PAGE ::
Scrambling out of the car, they lay flat on the ground. The firing petered out and Jim looked up to see a 70s Mercedes and three AWB members surrounded by a dozen uniformed Bop soldiers. He had to get there. Holding his camera above his head to show the Bop soldiers that he was not a combatant, he slowly stood up. In the aftermath of the gunfight, the silence was conspicuous. He took a step forward - still no
reaction. Jim then walked the short distance across the road and began to take pictures. Kevin followed right behind him.
One of the right-wingers was dead, crumpled face down in the dirt, blood flowing past the tripod swastika insignia on his shoulder. Another was lying across the back seat, the third crouched next to the driver’s seat, waving his pistol back and forth across the semi-circle of black men facing him. Jim tried to calm him down: ‘You’re surrounded, don’t start shooting. Stay calm.’
The bearded man, Alwyn Wolfaardt, was wounded and scared, and asked for an ambulance. ‘We can’t call an ambulance. They will do it, they will arrest you then they’ll get you an ambulance,’ Jim said, as he and the others kept shooting pictures. He had been in similar situations before and he felt that the peak of danger had passed; the presence of all those journalists should also have had a calming effect. The Reuters photographer alongside Kevin also thought that the crucial moment had passed. He wanted to get back to Johannesburg to file in time to make European paper deadlines, taking Kevin’s films with him.
Several more journalists arrived. A Bop soldier quickly walked in and pulled the pistol out of Wolfaardt’s hand and instructed his captives to lie flat on the ground. Journalists were questioning Wolfaardt. A black radio reporter asked, ‘Aren’t you sorry for what you have done?’ Wolfaardt just kept asking for an ambulance, but no one responded. It was too good a journalistic moment. Kevin could not quite believe what he was seeing. He recognized how important this scene was and tried to capture it all: the swastika-like emblem; the blood; the fear of their victorious black enemies etched on the right-wingers’ faces. The worm had well and truly turned.
A hundred metres away, CBS cameraman Siphiwe Rallo was rolling long on the scene. He watched through the viewfinder as a Bop policeman tried to fire a semi-automatic rifle into the journalists’ backs. The journalists were oblivious to the danger just behind them. The deadly weapon jammed, and the policeman struggled to clear it, but his rage and haste slowed him down - time enough for another uniformed Bop man to take it from him.
Meanwhile, the cameras and tape recorders worked on. Without warning, one of the Bop soldiers walked swiftly up to the two surviving right-wingers and executed them with rapid single shots from his assault rifle. It was over in a heartbeat. The death of white supremacy.
Kevin had finished the films he had in his cameras and was busy rewinding them when those first shots were fired. There was no way to reload fast enough to catch those few desperate seconds, and he had to just watch it happen.

GIVEN REQUEST A ::
Condense the paragraph of the account that begins "A hundred metres away" into a short bulleted list that keeps its main facts.

Records from a data source
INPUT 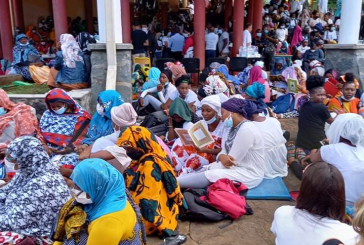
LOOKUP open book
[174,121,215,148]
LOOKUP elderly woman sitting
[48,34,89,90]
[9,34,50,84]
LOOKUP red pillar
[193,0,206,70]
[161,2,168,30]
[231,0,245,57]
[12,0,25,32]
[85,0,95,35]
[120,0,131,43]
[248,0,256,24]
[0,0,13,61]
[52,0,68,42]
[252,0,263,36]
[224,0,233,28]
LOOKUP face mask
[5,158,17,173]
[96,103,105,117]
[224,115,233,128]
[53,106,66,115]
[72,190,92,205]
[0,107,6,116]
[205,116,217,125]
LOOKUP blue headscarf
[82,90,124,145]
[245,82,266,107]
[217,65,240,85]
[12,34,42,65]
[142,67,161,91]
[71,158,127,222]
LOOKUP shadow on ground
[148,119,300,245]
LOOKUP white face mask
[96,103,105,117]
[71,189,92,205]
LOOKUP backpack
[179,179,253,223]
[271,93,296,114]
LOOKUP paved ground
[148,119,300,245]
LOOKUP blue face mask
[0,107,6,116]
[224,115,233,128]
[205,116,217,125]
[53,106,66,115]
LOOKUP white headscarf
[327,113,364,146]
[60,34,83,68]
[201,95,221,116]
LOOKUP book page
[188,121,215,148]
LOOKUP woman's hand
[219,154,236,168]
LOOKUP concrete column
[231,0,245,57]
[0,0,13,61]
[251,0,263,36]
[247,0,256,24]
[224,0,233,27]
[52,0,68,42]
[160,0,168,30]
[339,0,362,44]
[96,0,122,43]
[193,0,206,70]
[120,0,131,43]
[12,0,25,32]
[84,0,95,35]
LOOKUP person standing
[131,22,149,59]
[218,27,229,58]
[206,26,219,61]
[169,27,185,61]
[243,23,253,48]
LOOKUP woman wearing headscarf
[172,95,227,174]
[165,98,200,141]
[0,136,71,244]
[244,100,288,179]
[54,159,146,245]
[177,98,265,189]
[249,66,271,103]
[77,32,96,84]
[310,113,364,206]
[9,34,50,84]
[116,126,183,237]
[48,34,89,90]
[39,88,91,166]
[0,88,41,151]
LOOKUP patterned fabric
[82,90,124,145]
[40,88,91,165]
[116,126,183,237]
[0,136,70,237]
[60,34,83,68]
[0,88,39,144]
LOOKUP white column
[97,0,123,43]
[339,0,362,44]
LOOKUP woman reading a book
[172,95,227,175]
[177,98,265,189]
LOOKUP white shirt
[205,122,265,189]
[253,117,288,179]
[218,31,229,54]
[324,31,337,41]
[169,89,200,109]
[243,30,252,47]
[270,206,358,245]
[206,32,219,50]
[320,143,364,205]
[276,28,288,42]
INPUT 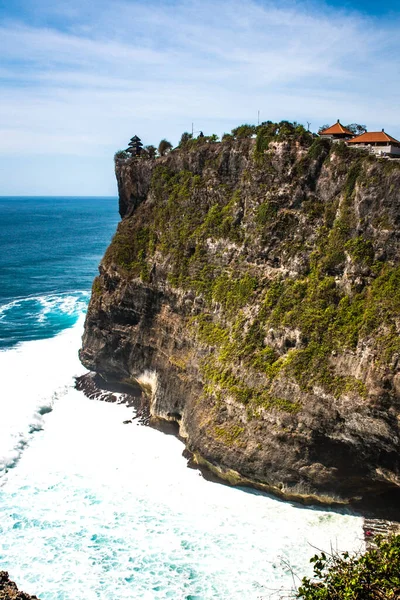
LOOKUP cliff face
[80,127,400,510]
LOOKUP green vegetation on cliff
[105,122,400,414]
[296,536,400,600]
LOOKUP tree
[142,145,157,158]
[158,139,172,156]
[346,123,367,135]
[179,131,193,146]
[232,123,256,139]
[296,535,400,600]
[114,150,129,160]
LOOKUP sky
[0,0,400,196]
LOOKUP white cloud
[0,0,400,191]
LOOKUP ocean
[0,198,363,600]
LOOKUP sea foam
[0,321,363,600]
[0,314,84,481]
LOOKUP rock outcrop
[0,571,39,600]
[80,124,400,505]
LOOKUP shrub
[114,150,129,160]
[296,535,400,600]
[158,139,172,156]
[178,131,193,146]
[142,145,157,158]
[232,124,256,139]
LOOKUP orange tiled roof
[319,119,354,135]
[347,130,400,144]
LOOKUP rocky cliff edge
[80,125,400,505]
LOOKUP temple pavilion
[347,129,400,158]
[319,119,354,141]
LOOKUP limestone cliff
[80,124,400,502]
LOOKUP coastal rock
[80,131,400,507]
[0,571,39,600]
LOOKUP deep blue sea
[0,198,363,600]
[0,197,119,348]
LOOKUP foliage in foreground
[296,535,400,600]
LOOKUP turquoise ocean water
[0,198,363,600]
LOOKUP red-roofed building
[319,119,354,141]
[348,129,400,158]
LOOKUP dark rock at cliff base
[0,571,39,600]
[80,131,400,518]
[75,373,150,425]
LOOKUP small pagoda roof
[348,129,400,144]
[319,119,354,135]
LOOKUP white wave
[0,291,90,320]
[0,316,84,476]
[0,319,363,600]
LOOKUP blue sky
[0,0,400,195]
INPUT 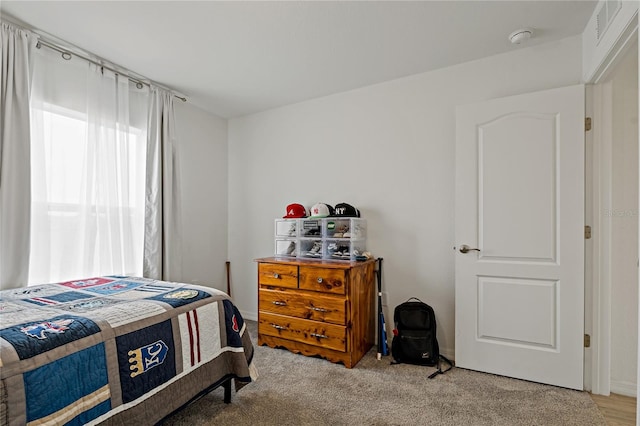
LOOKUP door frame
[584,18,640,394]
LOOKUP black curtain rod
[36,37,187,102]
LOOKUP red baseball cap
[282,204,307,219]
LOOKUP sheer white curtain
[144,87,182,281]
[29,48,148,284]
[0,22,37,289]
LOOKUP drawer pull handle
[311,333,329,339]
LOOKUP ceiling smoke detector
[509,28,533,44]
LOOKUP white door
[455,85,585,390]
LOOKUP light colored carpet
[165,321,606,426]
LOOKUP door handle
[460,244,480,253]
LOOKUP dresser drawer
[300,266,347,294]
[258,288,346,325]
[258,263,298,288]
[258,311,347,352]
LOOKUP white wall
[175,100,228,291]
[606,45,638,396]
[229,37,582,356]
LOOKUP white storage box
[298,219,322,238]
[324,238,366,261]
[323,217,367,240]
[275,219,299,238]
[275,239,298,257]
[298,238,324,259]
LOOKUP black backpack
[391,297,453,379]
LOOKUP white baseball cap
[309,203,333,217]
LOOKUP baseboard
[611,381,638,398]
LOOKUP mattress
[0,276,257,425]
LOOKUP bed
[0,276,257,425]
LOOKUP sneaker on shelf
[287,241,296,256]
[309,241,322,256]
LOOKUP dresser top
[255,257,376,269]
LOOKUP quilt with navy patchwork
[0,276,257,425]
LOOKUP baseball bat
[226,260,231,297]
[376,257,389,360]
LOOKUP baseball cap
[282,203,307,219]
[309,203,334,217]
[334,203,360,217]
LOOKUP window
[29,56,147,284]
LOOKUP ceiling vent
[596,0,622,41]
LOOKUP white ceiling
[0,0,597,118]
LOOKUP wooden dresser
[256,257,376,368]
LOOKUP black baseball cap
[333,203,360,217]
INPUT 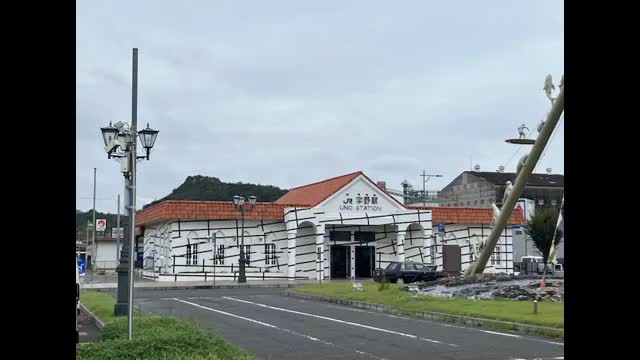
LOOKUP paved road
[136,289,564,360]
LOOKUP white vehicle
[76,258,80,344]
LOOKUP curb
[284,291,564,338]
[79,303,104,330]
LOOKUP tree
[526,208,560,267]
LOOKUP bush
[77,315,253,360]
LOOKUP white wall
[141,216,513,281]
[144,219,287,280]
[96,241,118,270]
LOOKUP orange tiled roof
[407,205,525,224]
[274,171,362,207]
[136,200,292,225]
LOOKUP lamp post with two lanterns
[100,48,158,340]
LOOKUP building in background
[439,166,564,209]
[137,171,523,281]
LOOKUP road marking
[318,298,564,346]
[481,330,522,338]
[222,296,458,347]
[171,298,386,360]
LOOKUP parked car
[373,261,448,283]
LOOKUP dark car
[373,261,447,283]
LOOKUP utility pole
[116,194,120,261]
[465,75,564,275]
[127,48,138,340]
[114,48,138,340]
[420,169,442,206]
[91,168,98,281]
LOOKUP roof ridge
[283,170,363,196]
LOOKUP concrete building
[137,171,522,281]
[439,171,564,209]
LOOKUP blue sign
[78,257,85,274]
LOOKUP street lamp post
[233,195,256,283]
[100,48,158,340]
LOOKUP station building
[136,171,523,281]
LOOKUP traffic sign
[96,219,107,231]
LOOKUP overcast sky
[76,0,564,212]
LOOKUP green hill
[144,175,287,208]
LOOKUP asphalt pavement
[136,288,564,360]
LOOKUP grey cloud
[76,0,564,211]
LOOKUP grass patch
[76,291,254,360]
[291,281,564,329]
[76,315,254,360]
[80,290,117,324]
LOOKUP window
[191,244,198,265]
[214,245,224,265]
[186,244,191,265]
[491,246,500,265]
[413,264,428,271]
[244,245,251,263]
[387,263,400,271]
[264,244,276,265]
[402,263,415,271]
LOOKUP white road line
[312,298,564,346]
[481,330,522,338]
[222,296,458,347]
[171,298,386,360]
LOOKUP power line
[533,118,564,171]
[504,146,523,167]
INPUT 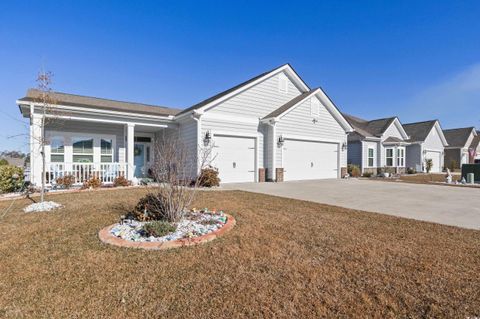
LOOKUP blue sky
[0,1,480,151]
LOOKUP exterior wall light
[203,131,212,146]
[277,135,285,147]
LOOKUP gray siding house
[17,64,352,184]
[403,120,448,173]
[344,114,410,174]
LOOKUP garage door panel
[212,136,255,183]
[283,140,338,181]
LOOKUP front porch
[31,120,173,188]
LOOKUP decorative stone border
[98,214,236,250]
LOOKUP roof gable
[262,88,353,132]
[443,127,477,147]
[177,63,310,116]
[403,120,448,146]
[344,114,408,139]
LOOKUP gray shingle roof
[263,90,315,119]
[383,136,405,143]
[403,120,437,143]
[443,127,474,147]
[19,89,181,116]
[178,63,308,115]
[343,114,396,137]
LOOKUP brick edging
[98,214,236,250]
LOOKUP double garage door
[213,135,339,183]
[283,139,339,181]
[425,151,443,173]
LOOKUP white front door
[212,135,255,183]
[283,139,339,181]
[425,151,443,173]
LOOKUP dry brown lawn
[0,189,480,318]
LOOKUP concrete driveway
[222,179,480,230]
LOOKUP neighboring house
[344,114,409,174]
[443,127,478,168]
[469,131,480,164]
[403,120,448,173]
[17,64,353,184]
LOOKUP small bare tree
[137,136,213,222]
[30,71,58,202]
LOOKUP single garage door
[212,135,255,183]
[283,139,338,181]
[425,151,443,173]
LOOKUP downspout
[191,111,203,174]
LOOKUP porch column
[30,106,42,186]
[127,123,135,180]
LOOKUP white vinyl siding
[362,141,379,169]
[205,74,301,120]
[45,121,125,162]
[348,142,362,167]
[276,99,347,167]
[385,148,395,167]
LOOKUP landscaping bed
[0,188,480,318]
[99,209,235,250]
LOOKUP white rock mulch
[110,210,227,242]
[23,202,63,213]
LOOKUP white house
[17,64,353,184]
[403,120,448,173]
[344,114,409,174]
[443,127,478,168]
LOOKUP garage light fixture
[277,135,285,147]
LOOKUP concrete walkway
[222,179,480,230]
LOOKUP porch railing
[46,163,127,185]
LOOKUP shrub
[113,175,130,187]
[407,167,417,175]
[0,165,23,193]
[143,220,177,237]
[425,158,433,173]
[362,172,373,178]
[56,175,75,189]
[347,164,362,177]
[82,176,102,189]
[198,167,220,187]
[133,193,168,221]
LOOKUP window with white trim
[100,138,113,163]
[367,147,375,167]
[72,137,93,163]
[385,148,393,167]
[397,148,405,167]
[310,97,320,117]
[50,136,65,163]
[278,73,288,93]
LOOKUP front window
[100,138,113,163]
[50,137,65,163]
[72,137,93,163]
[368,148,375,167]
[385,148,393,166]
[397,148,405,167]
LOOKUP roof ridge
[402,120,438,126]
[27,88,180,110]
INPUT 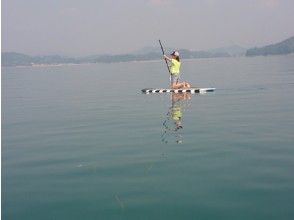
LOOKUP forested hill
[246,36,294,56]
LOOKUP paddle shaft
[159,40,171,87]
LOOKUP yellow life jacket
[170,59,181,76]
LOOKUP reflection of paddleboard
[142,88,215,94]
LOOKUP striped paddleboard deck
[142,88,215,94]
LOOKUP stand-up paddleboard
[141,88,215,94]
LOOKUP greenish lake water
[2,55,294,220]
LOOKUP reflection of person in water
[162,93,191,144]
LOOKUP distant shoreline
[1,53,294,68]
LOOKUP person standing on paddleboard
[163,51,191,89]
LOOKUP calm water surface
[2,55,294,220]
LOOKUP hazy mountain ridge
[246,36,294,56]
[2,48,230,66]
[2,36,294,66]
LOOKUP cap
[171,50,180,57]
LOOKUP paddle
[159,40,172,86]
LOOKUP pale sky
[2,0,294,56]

GIVEN REQUEST B ::
Offset the records from the line with "LOOKUP white wave" up to and including the line with "[229,37,582,356]" by adding 42 to every bounding-box coordinate, and reproduce every line in that range. Leave the pictures out of the answer.

WRITTEN RESPONSE A ::
- CBS cameraman Siphiwe Rallo was filming the scene continuously from a hundred meters away.
- Through his viewfinder, he saw a Bop policeman try to fire a semi-automatic rifle into the journalists' backs.
- The journalists did not notice the danger behind them.
- The rifle jammed, and the policeman's rage and haste slowed his efforts to clear it.
- That delay gave another uniformed Bop man time to take the weapon from him.

WRITTEN RESPONSE B ::
LOOKUP white wave
[42,333,132,362]
[42,358,126,518]
[42,361,405,642]
LOOKUP blue sky
[42,42,442,237]
INPUT 
LOOKUP door frame
[626,60,682,436]
LOOKUP black curtain rod
[78,79,229,144]
LOOKUP red baseball cap
[324,246,349,261]
LOOKUP sheer white curtain
[186,129,224,323]
[71,90,190,326]
[42,64,79,331]
LOOKUP drawer pull handle
[353,375,371,381]
LOOKUP ceiling smoke detector
[551,70,575,86]
LOOKUP white door
[497,127,627,432]
LOOKUP light colored carpet
[207,363,648,468]
LOOKUP door handle
[502,286,522,295]
LOOKUP dresser drawer
[342,308,389,336]
[300,330,388,367]
[300,305,340,330]
[300,353,389,394]
LOOKUP white wall
[217,142,270,333]
[648,87,680,438]
[271,79,624,398]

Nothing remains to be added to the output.